→ **BRIEF 1**
Reproduce the SPSS graphics text from "The Graphs menu, shown" to "GRAPH /BAR(SIMPLE)=COUNT BY degree.", putting "Classic Dialogs" in place of "Legacy Dialogs".
→ **BRIEF 2**
List the graphing options in SPSS Statistics that the SPSS graphics text names.
→ **BRIEF 3**
Translate this sentence from the SPSS graphics text into Spanish: "Finally, there is usually pretty extensive editing involved."

======== DOCUMENT ========

Many SPSS users miss out on the advanced data visualization capabilities in SPSS because they do their charting in Excel, or don’t go beyond the basic capability of Chart Builder. However, data visualization is not just about sending a handful of data points to a charting menu. If it were, there would be little risk in doing your descriptive statistics in SPSS and your charting in Excel. The following are some reasons why it can be a less-than-efficient approach:
At a minimum you should avoid the copy-and-paste maneuver by utilizing the Output Management System, which is discussed in detail in Chapter 17. In this chapter we survey the landscape of SPSS graphics. We will explore options, but the broader goal is to understand SPSS graphics using menus to pave the way for the discussion of Graphics Production Language (GPL) in Chapter 6. Candidly, SPSS graphics has grown confusing in recent versions because multiple, seemingly competing systems are vying for your attention (even though underneath they all use the same charting engine).
There are three graphing options in SPSS Statistics: Chart Builder, Graphboard Template Chooser, and the Legacy Dialogs. Each is discussed in this chapter. First, we explore the history behind the design of current graphics options in SPSS. We investigate an influential book, The Grammar of Graphics by Leland Wilkinson (Springer, 2005), because the author of that book played a role in the design of SPSS graphics. Also, the popular ggplot2 package in the R statistical programming language is named after that book. Many who are impressed with R graphics, and who might be a bit befuddled by SPSS graphics, probably don’t realize that both are the intellectual heirs of the same author. We then discuss the graphing options in the menus, then the concepts behind them, and finally we walk through some examples.
The Graphs menu, shown in Figure 5.1, offers three fairly comprehensive submenus:
The three other menu items are extension commands (that generate GPL).
Legacy Dialogs are the original graphing options in SPSS. The options here are the least interesting. For example, when you explore the Legacy Dialogs looking for Bar Charts, you are greeted with some pretty standard options, as shown in Figure 5.2
In the next section we discuss this kind of design principle, but essentially it starts with a chart type followed by populating a fairly rigid structure with variables. Finally, there is usually pretty extensive editing involved. A quick look at the pasted syntax shows that there don’t seem to be a lot of options, which would leave much of the work to the editing window:
GRAPH /BAR(SIMPLE)=COUNT BY degree.

======== DATASET EXTRACT ========

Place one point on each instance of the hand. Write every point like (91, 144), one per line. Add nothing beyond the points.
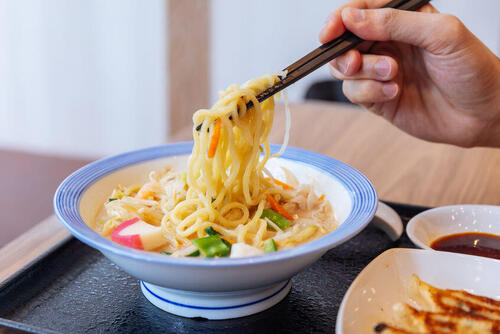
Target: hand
(423, 71)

========

→ **FINAL ANSWER 1**
The Graphs menu, shown in Figure 5.1, offers three fairly comprehensive submenus:
The three other menu items are extension commands (that generate GPL).
Classic Dialogs are the original graphing options in SPSS. The options here are the least interesting. For example, when you explore the Classic Dialogs looking for Bar Charts, you are greeted with some pretty standard options, as shown in Figure 5.2
In the next section we discuss this kind of design principle, but essentially it starts with a chart type followed by populating a fairly rigid structure with variables. Finally, there is usually pretty extensive editing involved. A quick look at the pasted syntax shows that there don’t seem to be a lot of options, which would leave much of the work to the editing window:
GRAPH /BAR(SIMPLE)=COUNT BY degree.

→ **FINAL ANSWER 2**
Chart Builder, Graphboard Template Chooser, Legacy Dialogs

→ **FINAL ANSWER 3**
Por último, normalmente hace falta una edición bastante extensa.